=== Task prompt ===
Reproduce word for word the stretch of the Chevrolet Traverse text from "The Chevrolet Traverse" through "standard second-row bench.".

All new for 2018 and ready for road trips

The Chevrolet Traverse made a big splash into the three-row crossover pond when it debuted for 2009. It offered more interior room than Chevy’s own Tahoe, and at a much more family-friendly price. The same is true for Chevy’s all-new, second-generation Traverse, which debuts for the 2018 model year. It rides on a new chassis, comes with updated powertrains, and classier styling. Inside is Chevy’s latest tech-filled cabin with plenty of creature comforts spread over three rows and seven seats – or eight seats with the standard second-row bench.

=== Excerpted records ===
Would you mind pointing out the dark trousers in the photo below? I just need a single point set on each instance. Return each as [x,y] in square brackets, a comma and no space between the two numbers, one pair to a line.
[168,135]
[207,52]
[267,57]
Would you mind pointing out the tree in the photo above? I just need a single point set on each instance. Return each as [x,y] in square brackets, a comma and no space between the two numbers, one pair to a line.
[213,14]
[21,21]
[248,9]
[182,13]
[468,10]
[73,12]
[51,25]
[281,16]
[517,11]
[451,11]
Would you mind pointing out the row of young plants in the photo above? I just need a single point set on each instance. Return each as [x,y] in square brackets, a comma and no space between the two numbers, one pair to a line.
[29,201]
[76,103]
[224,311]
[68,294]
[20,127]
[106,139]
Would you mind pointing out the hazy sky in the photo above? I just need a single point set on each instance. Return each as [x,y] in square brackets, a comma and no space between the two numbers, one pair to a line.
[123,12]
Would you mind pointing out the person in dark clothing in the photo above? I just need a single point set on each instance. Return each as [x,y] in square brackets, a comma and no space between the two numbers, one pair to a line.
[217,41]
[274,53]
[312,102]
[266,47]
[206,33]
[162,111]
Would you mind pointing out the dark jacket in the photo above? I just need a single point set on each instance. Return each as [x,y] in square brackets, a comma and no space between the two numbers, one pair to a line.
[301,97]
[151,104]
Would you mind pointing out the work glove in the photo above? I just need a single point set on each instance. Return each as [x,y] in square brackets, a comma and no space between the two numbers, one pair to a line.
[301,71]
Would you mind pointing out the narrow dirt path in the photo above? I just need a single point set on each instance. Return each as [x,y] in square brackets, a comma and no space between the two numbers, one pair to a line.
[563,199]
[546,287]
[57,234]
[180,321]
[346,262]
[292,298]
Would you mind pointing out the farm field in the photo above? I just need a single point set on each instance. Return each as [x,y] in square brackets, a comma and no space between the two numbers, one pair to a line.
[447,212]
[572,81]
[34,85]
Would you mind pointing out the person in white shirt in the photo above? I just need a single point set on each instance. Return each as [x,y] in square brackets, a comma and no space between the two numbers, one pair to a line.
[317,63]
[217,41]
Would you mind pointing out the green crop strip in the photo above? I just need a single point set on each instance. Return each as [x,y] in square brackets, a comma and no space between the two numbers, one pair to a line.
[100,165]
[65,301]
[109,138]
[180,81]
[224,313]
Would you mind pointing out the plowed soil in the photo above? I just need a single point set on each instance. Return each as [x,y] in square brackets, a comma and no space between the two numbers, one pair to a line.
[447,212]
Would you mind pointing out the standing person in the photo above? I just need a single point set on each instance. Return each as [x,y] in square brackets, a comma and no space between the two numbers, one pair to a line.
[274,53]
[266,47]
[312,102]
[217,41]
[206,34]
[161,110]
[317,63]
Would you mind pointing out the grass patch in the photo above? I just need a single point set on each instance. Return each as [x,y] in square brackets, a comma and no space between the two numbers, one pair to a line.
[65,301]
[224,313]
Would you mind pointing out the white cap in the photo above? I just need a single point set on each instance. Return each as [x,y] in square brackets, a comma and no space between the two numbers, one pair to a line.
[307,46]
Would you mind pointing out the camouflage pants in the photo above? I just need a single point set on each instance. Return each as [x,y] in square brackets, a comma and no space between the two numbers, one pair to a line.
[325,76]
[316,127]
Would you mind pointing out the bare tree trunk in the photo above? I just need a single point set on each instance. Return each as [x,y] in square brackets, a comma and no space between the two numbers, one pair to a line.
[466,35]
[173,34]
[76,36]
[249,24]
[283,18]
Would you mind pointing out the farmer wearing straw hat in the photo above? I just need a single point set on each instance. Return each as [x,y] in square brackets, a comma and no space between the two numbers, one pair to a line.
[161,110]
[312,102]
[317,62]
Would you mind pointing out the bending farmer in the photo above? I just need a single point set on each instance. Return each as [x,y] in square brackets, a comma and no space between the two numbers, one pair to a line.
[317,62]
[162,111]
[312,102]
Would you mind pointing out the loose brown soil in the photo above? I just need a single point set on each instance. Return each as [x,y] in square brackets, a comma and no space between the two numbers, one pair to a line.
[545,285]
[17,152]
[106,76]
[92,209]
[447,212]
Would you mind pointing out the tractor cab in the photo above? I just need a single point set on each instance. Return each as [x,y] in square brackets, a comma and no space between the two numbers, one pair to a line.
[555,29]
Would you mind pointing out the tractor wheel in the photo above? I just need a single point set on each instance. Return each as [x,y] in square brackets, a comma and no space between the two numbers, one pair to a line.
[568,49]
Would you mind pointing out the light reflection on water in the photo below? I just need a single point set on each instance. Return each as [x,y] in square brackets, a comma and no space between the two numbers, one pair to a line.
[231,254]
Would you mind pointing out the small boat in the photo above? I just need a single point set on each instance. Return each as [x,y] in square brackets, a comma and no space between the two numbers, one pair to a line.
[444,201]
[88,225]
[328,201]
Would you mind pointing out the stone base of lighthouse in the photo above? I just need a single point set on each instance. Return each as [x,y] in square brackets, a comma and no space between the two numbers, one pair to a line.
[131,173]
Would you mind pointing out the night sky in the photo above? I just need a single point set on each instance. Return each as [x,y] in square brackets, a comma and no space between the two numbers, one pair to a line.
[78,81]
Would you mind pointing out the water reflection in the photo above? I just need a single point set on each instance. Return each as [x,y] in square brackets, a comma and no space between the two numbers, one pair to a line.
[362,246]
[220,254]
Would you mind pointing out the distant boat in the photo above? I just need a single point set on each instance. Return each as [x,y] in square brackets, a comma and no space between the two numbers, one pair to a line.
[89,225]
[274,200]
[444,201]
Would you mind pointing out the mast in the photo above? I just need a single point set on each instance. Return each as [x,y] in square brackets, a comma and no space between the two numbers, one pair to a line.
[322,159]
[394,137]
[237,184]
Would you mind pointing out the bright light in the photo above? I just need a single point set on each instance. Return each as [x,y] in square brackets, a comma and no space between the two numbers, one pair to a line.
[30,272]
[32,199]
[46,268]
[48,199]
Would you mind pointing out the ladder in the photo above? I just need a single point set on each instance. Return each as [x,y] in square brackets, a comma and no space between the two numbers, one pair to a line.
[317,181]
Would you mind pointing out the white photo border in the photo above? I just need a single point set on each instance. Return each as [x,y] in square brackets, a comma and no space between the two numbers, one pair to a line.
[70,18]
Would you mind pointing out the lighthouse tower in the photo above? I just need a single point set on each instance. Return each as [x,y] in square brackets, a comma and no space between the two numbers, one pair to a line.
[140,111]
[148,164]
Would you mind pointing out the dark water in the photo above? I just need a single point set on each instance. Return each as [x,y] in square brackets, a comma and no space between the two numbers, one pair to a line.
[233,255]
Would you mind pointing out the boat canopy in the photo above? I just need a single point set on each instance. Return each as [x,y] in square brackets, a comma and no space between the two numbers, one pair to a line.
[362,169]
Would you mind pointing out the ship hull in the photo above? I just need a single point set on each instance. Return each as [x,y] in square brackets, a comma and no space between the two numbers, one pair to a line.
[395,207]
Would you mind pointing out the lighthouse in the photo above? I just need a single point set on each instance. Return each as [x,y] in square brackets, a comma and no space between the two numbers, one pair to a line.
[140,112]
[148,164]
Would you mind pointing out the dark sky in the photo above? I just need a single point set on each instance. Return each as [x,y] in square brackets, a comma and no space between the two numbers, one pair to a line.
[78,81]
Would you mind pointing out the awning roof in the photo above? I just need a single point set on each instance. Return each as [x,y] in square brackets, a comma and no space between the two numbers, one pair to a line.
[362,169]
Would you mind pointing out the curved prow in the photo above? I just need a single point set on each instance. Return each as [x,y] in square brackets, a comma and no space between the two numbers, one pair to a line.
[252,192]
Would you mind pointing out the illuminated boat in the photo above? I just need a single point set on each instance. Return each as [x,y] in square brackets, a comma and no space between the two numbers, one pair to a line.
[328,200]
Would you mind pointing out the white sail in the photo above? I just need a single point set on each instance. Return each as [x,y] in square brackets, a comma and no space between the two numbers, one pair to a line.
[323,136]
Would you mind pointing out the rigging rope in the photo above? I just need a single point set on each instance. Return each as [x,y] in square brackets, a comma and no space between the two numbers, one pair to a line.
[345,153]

=== Expected output ===
The Chevrolet Traverse made a big splash into the three-row crossover pond when it debuted for 2009. It offered more interior room than Chevy’s own Tahoe, and at a much more family-friendly price. The same is true for Chevy’s all-new, second-generation Traverse, which debuts for the 2018 model year. It rides on a new chassis, comes with updated powertrains, and classier styling. Inside is Chevy’s latest tech-filled cabin with plenty of creature comforts spread over three rows and seven seats – or eight seats with the standard second-row bench.